The aim of the present study was to assess whether the effects of acute consumption of stout or pilsner beer on the liver differ from those of plain ethanol in a mouse model.


Seven-week-old female C57BL/6J mice received either ethanol, stout or pilsner beer (ethanol content: 6 g/kg body weight) or isocaloric maltodextrin solution. Plasma alanine transaminase, markers of steatosis, lipogenesis, activation of the toll-like receptor-4 signaling cascade as well as lipid peroxidation and fibrogenesis in the liver were measured 12 h after acute ethanol or beer intake.

-*-*-

§ WORK TO COMPLETE:
Reproduce word for word the part of the text on beer and the liver in mice starting with "The aim of the" and going on through "a mouse model.".

§ THE DATA:
-*-*-

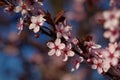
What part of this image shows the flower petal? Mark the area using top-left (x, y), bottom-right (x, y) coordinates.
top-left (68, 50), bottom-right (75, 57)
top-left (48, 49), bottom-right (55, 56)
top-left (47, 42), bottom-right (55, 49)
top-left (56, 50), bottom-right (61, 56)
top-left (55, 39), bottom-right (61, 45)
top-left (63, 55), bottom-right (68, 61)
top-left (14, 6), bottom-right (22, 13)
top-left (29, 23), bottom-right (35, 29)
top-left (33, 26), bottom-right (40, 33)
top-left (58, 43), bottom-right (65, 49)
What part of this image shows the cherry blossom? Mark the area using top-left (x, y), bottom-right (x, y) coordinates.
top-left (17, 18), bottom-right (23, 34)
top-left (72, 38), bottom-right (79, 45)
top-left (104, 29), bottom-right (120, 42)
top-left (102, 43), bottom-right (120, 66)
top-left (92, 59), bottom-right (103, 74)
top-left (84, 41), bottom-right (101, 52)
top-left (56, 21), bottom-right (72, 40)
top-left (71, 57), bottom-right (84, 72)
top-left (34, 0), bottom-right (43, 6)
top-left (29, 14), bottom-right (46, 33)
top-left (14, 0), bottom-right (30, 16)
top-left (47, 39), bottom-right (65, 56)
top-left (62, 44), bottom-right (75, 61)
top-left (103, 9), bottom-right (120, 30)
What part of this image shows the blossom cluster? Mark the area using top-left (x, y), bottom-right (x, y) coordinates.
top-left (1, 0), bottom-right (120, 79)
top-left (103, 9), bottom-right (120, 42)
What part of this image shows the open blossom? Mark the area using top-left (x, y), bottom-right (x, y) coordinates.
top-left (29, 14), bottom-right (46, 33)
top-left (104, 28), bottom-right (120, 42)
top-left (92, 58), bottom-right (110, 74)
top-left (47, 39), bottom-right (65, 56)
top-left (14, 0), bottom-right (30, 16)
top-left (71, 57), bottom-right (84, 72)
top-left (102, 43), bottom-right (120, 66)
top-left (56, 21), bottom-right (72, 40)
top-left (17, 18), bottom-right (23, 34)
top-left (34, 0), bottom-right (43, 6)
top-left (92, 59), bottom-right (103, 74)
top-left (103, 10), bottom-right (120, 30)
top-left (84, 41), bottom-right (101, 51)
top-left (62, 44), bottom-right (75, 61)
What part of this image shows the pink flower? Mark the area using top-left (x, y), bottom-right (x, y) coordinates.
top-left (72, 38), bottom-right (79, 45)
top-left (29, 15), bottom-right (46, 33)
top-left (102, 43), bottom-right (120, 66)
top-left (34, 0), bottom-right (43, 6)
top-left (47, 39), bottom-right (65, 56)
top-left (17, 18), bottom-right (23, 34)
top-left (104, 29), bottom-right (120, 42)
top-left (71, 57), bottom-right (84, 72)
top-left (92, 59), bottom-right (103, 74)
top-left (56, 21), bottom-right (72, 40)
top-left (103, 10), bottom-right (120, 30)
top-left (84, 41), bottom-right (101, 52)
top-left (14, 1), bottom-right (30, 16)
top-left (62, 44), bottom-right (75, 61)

-*-*-

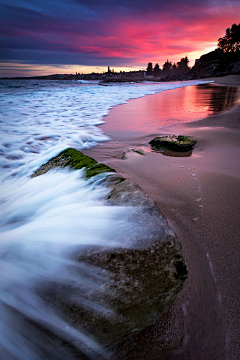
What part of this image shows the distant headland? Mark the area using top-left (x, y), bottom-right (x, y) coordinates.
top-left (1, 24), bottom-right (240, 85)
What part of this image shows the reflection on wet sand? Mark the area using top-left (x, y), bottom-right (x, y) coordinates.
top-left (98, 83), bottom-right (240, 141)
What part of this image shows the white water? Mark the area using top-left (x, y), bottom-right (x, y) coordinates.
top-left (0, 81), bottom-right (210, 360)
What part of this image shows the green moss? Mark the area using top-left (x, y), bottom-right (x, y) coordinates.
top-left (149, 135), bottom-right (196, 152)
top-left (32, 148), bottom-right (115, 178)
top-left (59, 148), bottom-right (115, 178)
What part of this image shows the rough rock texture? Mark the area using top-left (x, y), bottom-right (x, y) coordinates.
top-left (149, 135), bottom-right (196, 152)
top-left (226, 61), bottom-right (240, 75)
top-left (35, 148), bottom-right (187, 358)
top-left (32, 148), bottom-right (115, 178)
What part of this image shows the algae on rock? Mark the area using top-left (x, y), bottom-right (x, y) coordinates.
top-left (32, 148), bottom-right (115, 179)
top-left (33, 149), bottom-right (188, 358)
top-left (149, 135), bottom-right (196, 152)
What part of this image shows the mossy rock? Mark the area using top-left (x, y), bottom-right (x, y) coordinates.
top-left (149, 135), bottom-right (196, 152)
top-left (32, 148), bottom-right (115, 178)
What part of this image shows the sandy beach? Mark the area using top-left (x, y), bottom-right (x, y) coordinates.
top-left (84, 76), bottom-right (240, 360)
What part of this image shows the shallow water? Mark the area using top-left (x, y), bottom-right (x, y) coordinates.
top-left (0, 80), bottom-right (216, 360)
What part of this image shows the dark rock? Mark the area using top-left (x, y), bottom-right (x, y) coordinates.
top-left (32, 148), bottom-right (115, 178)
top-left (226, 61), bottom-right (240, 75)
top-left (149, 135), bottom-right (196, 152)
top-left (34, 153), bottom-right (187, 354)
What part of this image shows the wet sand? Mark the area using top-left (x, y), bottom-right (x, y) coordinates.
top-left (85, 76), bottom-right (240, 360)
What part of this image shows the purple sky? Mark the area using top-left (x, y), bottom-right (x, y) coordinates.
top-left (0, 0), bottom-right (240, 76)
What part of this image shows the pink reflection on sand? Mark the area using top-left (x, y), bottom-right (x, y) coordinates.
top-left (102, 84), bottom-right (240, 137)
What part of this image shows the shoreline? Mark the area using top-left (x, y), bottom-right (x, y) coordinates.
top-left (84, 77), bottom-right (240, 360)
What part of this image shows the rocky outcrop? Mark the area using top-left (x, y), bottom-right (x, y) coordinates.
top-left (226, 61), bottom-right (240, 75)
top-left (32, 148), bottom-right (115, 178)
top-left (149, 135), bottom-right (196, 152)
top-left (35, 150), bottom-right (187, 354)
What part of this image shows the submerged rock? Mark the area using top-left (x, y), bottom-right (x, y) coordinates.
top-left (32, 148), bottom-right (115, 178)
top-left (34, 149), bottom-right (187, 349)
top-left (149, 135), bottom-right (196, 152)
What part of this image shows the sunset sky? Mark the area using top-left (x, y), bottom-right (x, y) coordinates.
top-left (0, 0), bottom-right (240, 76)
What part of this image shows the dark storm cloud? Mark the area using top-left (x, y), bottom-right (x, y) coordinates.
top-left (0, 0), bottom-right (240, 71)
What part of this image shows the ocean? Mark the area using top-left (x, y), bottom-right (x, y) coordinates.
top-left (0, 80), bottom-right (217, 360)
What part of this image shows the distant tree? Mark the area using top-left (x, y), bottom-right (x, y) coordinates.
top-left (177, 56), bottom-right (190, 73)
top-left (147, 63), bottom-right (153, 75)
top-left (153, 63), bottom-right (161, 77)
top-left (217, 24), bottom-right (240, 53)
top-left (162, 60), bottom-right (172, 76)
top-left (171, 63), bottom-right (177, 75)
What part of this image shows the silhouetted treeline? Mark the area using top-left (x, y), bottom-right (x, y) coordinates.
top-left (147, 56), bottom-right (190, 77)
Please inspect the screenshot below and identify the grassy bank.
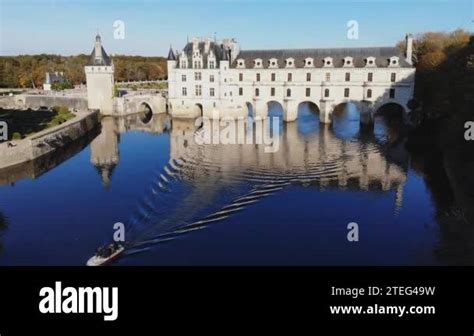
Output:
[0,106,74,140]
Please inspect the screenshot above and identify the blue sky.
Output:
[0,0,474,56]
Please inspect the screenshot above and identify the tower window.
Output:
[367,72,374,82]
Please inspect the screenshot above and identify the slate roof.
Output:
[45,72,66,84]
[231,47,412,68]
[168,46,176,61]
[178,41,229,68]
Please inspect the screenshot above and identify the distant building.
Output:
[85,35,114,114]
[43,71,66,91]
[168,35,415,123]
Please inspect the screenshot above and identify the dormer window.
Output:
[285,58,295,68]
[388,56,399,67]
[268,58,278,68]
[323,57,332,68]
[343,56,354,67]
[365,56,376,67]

-*-*-

§ EXERCISE RESULT:
The aim of the present study was to assess whether the effects of acute consumption of stout or pilsner beer on the liver differ from those of plain ethanol in a mouse model.